DOCUMENT TEXT —
begin

Saturday, 2 May 2009

Overdue research on social media in use in organisations and society

For years now I maintained that I had nothing of importance to tell the world to justify having a blog. To some extend I agreed with Geert Lovink (http://bit.ly/Eo2IP) that blogging has a strong nihilist impulse and I am not one for self-exposure - usually. I was happy monitoring the developing social media use of fellow professionals and even in my workplace at the time, often getting disappointed with many hyped initiatives that inevitable lost momentum after the first few weeks. I follow Steve Bailey’s and about 20 other blogs on web2.0 and social media with interest and enjoyed participating in his social network for records managers (http://recordsmanagement2.ning.com). Even though I felt ever so slightly asocial watching passively how the world of collaboration manifested itself around me, I never really had the impulse to act and make myself heard (much). And now to the inevitable ‘but’…

But last week I felt I heard battle cries from all over the information management profession for the use of social media tools such as twitter, blogs and even live streaming of events. A Cilip event on Web2.0 (called Cilip2) suddenly sparked a large debate on Twitter (#cilip2) about the use of social media in the LIS sector and the professional body’s engagement with new technologies and its membership. It seemed that for the first time librarians all over the UK came together virtually to debate professional issue and suggested ways to improve professional engagement (interesting here is a blog post by digitalist  http://tinyurl.com/dc62zk).  A similar debate (on a much smaller scale) happened during the Records Management Society’s annual conference in Brighton last week where a few tweeters (#RMS09) were wondering why the conference organisers made so little use of social media tools and how subsequent conferences could be improved.

end

DATA SECTION —
begin

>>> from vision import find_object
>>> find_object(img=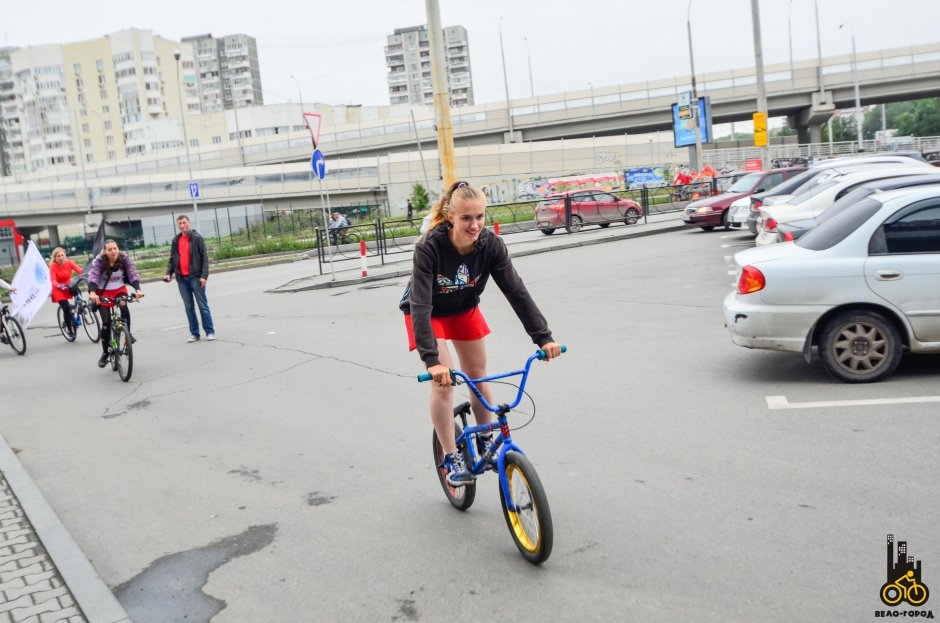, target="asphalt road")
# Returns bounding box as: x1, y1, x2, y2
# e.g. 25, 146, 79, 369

end

TASKS TO PERFORM —
1 – In the blog post on social media in organizations and society, why had the writer gone years without keeping a blog?
2 – Carry on the blog post about social media in organizations and society, starting after its final sentence.

THE RESULTS —
1 – The writer felt there was nothing important enough to tell the world to justify a blog, partly agreed with Geert Lovink that blogging has a strong nihilist impulse, and is usually not one for self-exposure.

2 –
Tom Roper, in a subsequent blog post, is calling for “providing the practice on which theory can be developed” (http://bit.ly/CLFtL ) which is true in a way because how else can we gather quantitative and qualitative information on the uses of social media in organisations across the sectors. Being a newly converted academic though, I think serious research is now needed in order to disperse the hype of ‘Web2.0’ (and I am no great supporter of this term) and gain an understanding of its reality. Ever the pessimist I am wondering how much of all this web2.0 talk is hype and how much has been properly evaluated. There might be the ultimate study out there but if so, I can not find it because of all this information overload. I already have over 500 bookmarks in my delicious account and no time to properly read any of them. I more and more keep asking myself (and keep playing devil’s advocate):

·         How many organisations are using social media, to what extent and to which purpose?

·         There are many examples of people and organisations making use of social media but how effective is it?

·         Why are some sectors such as LIS and the media quick on the uptake and others so resistant?

·         Do we really have anything to say in 140 characters or less? What is the quality of tweets compared to the quantity?

·         How much conversation do we need and where is all the content?

 

Maybe the answers to my questions are already out there…..

Tuesday, 21 April 2009

Just set up this blog and still unsure of how best to use it. If only I have enough interesting things to say to the world at large and - don't we already have information overload?! Does the worl really need yet another blog by someone with no majorly new interests?
Maybe not but I still want to be heard!
So watch this space...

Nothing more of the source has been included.